**TRY IT:** Retype everything from the start of the items down through the line containing "153L402 154L414 255L425", character for character.

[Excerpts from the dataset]

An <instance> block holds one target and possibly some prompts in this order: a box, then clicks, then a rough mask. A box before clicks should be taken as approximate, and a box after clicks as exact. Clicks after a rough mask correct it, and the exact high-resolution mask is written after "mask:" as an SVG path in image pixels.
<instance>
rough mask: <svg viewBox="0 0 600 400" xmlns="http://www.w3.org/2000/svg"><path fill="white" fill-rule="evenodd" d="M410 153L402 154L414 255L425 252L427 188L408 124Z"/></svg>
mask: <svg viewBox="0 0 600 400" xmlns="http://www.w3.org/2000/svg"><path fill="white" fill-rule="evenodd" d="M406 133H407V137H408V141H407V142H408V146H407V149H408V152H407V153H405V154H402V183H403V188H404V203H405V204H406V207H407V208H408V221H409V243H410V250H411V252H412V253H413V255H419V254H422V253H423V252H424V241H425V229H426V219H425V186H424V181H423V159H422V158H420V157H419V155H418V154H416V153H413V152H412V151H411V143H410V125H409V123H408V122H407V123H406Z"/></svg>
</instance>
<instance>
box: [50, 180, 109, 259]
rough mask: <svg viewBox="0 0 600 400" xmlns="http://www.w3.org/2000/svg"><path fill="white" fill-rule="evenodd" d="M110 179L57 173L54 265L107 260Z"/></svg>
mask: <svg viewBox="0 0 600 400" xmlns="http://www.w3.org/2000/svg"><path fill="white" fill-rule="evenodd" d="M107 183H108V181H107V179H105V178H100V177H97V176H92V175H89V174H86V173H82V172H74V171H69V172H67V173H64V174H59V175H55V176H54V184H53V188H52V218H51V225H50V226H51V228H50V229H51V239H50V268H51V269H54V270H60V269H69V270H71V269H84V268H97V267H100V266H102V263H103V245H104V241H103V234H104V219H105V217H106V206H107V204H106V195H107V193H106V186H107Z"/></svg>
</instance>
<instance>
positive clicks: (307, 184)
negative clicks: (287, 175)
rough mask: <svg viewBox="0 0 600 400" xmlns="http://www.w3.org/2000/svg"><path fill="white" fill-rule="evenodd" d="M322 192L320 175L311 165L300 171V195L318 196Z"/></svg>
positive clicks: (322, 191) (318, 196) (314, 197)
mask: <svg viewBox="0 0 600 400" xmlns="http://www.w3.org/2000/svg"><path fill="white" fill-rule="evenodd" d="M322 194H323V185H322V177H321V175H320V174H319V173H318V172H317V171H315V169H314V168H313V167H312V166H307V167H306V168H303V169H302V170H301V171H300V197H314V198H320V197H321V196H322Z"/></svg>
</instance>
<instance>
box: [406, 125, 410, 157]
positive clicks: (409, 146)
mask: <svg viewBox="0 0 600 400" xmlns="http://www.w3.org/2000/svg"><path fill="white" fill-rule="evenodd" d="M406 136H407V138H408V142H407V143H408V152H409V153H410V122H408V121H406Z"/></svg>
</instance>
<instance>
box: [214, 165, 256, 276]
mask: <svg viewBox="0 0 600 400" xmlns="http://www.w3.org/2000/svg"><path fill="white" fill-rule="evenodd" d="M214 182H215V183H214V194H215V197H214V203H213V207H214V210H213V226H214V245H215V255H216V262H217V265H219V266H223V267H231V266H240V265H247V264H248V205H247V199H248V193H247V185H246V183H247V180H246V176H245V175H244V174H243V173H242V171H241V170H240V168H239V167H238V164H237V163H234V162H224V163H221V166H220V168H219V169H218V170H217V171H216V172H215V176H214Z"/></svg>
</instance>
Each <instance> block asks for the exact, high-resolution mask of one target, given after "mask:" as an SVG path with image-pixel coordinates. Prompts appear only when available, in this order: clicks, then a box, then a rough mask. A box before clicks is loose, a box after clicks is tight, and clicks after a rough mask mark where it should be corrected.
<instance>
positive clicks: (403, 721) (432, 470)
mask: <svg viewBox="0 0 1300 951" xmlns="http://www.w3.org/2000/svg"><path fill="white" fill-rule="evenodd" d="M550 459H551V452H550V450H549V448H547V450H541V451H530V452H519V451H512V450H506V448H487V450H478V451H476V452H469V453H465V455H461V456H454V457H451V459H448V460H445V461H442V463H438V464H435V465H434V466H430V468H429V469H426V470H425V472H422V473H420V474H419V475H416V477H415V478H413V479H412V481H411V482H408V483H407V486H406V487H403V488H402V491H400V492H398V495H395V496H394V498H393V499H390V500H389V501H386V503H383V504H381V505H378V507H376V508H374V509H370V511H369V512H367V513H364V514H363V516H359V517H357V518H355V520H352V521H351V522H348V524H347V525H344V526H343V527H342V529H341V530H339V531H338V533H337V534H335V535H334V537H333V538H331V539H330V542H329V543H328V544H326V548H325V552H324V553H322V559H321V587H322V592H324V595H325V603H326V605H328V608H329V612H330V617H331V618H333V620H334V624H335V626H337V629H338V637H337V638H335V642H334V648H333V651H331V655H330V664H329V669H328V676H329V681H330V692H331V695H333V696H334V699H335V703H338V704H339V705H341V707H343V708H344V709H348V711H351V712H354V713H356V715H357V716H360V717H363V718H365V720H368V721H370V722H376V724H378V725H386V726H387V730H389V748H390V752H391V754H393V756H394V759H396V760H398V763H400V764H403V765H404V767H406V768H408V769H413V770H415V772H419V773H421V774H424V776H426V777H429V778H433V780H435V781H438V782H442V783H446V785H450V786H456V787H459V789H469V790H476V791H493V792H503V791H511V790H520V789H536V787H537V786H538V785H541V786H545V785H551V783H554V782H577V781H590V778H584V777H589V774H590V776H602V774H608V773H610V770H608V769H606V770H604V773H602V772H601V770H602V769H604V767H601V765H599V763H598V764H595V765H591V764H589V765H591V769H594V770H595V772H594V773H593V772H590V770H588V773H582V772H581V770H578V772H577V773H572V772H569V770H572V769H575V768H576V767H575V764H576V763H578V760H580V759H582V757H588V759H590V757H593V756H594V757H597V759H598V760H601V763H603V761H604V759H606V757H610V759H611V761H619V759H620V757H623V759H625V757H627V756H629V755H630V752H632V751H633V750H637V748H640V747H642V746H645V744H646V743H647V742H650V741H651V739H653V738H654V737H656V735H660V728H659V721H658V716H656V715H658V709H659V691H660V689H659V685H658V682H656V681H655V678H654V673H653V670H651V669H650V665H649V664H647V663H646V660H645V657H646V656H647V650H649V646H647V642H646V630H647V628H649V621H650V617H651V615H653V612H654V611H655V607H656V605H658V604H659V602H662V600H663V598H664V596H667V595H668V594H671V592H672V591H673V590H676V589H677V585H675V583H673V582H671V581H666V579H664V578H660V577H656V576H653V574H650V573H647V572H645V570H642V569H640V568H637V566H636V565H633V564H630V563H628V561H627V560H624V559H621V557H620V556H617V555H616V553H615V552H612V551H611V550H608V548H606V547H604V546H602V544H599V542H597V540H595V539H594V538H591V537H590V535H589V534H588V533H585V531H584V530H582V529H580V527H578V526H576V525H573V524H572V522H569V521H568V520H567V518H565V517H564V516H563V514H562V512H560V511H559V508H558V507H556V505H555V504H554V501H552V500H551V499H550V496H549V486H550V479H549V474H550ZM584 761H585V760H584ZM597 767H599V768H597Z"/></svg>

**ANSWER TO THE PROBLEM:**
An <instance> block holds one target and possibly some prompts in this order: a box, then clicks, then a rough mask. A box before clicks should be taken as approximate, and a box after clicks as exact. Clicks after a rough mask correct it, and the exact high-resolution mask is written after "mask:" as an SVG path in image pixels.
<instance>
rough mask: <svg viewBox="0 0 600 400" xmlns="http://www.w3.org/2000/svg"><path fill="white" fill-rule="evenodd" d="M410 153L402 154L414 255L425 252L427 188L408 124Z"/></svg>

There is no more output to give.